With Sharp Irony, Puerto Rico May Lose the Bad Bunny & Residente Film

Why Puerto Rico May Lose the Bad Bunny & Residente Film

When René “Residente” Pérez Joglar and Bad Bunny announced Porto Rico, an epic Caribbean western about the 1897 Intentona de Yauco uprising against Spanish colonial rule, major U.S. media outlets responded exactly as expected. The headlines celebrated the pairing. The coverage praised the scale of the production. Profiles highlighted Bad Bunny’s growing cinematic résumé and Residente’s feature directorial debut.

What much of that coverage has not meaningfully examined is the political controversy surrounding where this film may – or may not – be made.

Bad Bunny and Residente are not casual investors in the island’s image. They have repeatedly used their platforms to demand accountability from local government to spotlight corruption, protest austerity measures, and defend Puerto Rican dignity. They have funneled resources back into local communities. Their insistence on filming at home is not branding – its commitment.

According to journalist Rafael Lenin, Puerto Rico’s government declined to support the production, increasing the likelihood that filming will relocate to the Dominican Republic. If that occurs, it will be a symbolic shift.

The Intentona de Yauco was one of the final organized revolts against Spanish rule before the United States invaded Puerto Rico in 1898. Rebel leader José Maldonado Román, known as Águila Blanca, refused to accept imperial inevitability. His story disrupts the simplified narrative often taught in U.S. contexts – that Puerto Rico’s transition from Spanish colony to U.S. territory was merely a transfer of administrative hands rather than a reconfiguration of empire.

A film centered on that moment is not neutral entertainment. It is historical intervention. 

That is precisely why it matters where Porto Rico is filmed.

Puerto Rico’s current governor Jennifer González-Colón maintains visible alignment with President Donald Trump (and he’s no Bad Bunny fan). That alignment exists within a broader pro-statehood political framework that presents federal proximity as the island’s pathway to economic stability.

Let’s layer those realities together for a moment.

A sitting U.S. president who has demonstrated hostility toward one of the film’s central artists. A Puerto Rican governor closely aligned with that president. A film about anti-colonial revolt. Two artists who have consistently criticized corruption, austerity measures, and federal overreach on the island. And now, a reported withdrawal of governmental support that may force the production to leave Puerto Rican soil.

# Data listing:
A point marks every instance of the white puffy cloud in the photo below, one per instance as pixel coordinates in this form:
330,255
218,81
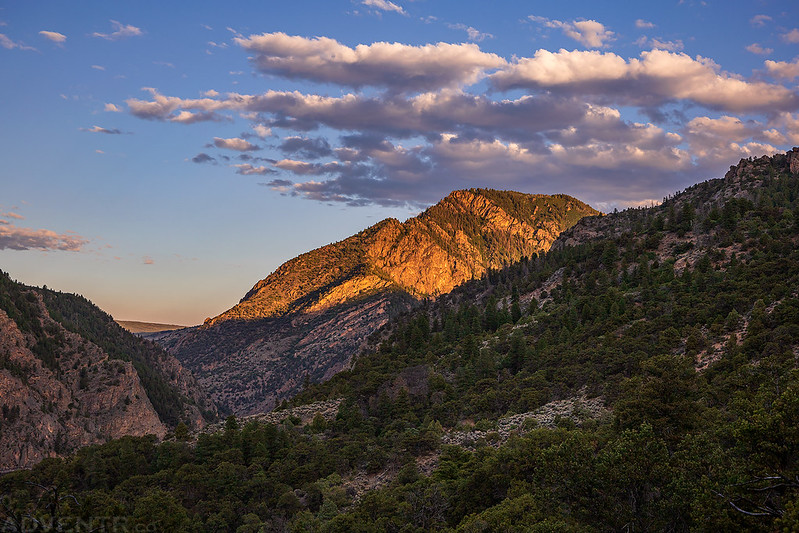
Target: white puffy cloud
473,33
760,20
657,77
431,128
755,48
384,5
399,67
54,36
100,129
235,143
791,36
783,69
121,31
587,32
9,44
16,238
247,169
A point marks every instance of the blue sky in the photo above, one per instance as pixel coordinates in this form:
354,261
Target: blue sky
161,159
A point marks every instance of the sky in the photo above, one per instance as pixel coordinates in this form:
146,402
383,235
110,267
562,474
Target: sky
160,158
==
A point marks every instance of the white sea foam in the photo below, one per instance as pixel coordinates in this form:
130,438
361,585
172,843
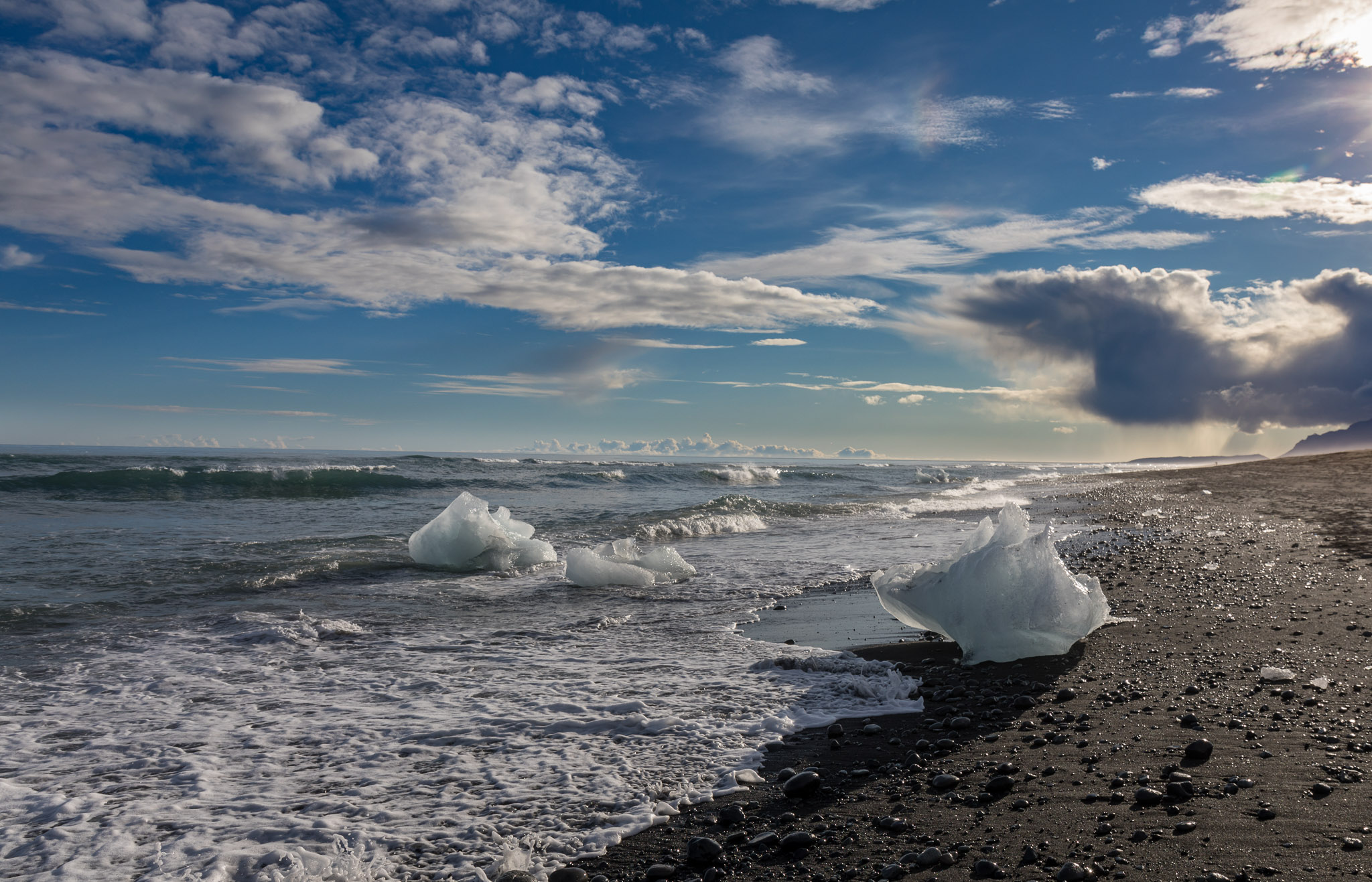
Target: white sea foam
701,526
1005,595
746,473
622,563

# Exercise requirements:
According to the article about the Porto Rico film, which country may the filming relocate to? Answer using only the article about the Porto Rico film.

# Task result:
The Dominican Republic.